■ **ARTICLE**:
'''

The bottom line is they use the same process. So to fixate on one city because you have an agenda is just that.
of course they use the same process, but that same process is still going to have a different effect city by city depending on how the population density shifts and how quickly. In some cases, even with the same process, the listed metro population will actually be closer to how many people are realistically part of an area/identity. That's just due to more people being bunched up closer to the city in other cities, and then a bigger dropoff(relatively) 15, 20, 25+, etc miles out......

Honestly in the case of a metro area like birmingham, you actually have portions of the city itself that actually appear fairly rural. Birmingham just doesn't have a lot of density anywhere compared to many cities.....it is what it is.

Trussville for example is much more dense than much of the dilapidated struggling areas of birmingham(even within the city proper).

Another way to look at it is imagine you are on a plane having a conversation with a passenger from Kentucky. If they ask me where I live(I live in homewood), I would say "oh, in birmingham". Or maybe at worst "oh in the birmingham area".

'''

■ **GIVEN MATERIAL**:
'''

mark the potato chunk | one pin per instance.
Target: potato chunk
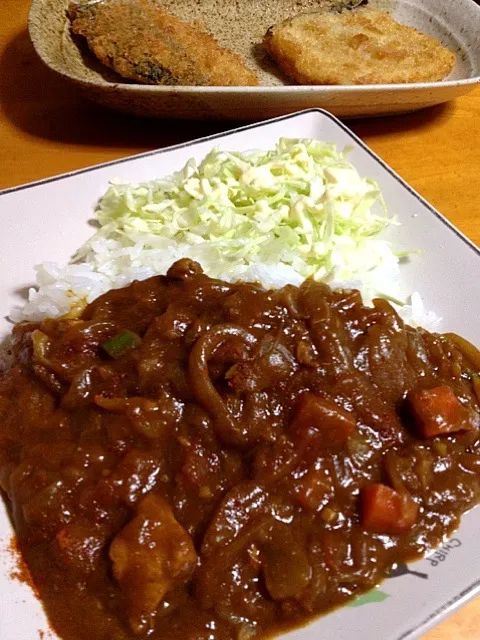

'''

■ **TO-DO LIST**:
(1) In the post on Birmingham's density, rewrite the section from "The bottom line" up to and including "what it is.", changing "process" to "method".
(2) What places are named in the post on Birmingham's density? List every one.

■ **ANSWERS BELOW**:
(1)
The bottom line is they use the same method. So to fixate on one city because you have an agenda is just that.
of course they use the same method, but that same method is still going to have a different effect city by city depending on how the population density shifts and how quickly. In some cases, even with the same method, the listed metro population will actually be closer to how many people are realistically part of an area/identity. That's just due to more people being bunched up closer to the city in other cities, and then a bigger dropoff(relatively) 15, 20, 25+, etc miles out......

Honestly in the case of a metro area like birmingham, you actually have portions of the city itself that actually appear fairly rural. Birmingham just doesn't have a lot of density anywhere compared to many cities.....it is what it is.

(2) Birmingham, Trussville, Kentucky, homewood